-- Text section follows --
The health care affordability crisis continues to worsen. Health care market consolidation has led to skyrocketing health care prices and spending. This problem is compounded by a lack of price and quality transparency, which affects purchasers’ ability to provide affordable, high quality health care to employees and their families and fulfill their fiduciary duties.
Against this backdrop, PBGH and its members remain committed to containing unrelenting health care cost growth that imposes an intolerable financial burden on patients and businesses, while improving care quality and access to optimize employee health. Under new legislative and regulatory pressures and newly elevated fiduciary responsibilities, large purchasers are changing procurement strategies to better ensure high quality and fairly priced care, while also engaging in policy to create a functional health care market.
To improve affordability, the Issue Brief identifies specific policy actions for Congress and the Administration, including:
- Lower Health Care Costs by addressing hospital and drug pricing, limiting consolidation, and prohibiting anti-competitive practices.
- Improve Data Access and Transparency by enforcing hospital price transparency and transparency in coverage regulations and enhancing penalties for non-compliance.
- Enact Service Provider Reforms by ensuring PBM and TPA transparency, including reporting drug pricing data and prohibiting gag clauses, and extending fiduciary obligations to service providers.
- Support Direct Contracting and Joint Purchasing by clarifying antitrust guidance allowing multiple employers to join together, and ensuring direct contracts are covered by ERISA’s preemption law.
Many of these policy recommendations are important to enable employers’ ability to meet their fiduciary responsibilities on behalf of employees and families.
In addition to affordability, the Brief offers recommendations on improving access to needed high-quality care. PBGH supports efforts to:
- Improve Maternal and Child Health ensuring access to safe and high quality maternal and post-partum care – especially in rural areas- through a whole person approach and expanding access to care teams including midwives and doulas.
- Improve Primary Care and Mental Health by removing barriers to advanced primary care, investing in the primary care workforce, and integrating mental health care into primary care.
-- Text section concluded --
Problems and tasks ->
• A. In the issue brief summary, retype the passage starting with "Against this backdrop, PBGH" and going on through "prohibiting anti-competitive practices.".
• B. According to the issue brief summary, what has health care market consolidation led to?
• C. Shorten the paragraph of the issue brief summary that begins "Against this backdrop" while keeping its main facts.
-- Study material follows --
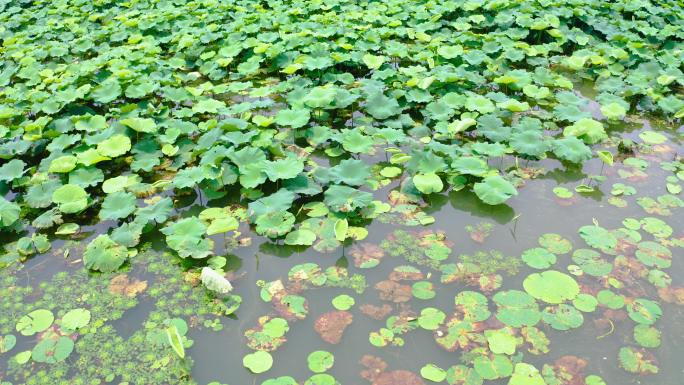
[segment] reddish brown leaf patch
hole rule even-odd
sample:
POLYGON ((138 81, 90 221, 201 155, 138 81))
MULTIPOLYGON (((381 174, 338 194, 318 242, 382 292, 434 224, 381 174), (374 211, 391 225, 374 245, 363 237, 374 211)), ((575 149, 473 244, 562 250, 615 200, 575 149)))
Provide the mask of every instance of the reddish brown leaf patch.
-- Study material concluded --
Solution set ->
• A.
Against this backdrop, PBGH and its members remain committed to containing unrelenting health care cost growth that imposes an intolerable financial burden on patients and businesses, while improving care quality and access to optimize employee health. Under new legislative and regulatory pressures and newly elevated fiduciary responsibilities, large purchasers are changing procurement strategies to better ensure high quality and fairly priced care, while also engaging in policy to create a functional health care market.
To improve affordability, the Issue Brief identifies specific policy actions for Congress and the Administration, including:
- Lower Health Care Costs by addressing hospital and drug pricing, limiting consolidation, and prohibiting anti-competitive practices.

• B. Skyrocketing health care prices and spending.

• C. PBGH and its members are committed to containing relentless health care cost growth that burdens patients and businesses, while improving care quality and access to optimize employee health. Facing new legislative and regulatory pressures and heightened fiduciary duties, large purchasers are changing procurement strategies to secure high-quality, fairly priced care and are engaging in policy to create a functional health care market.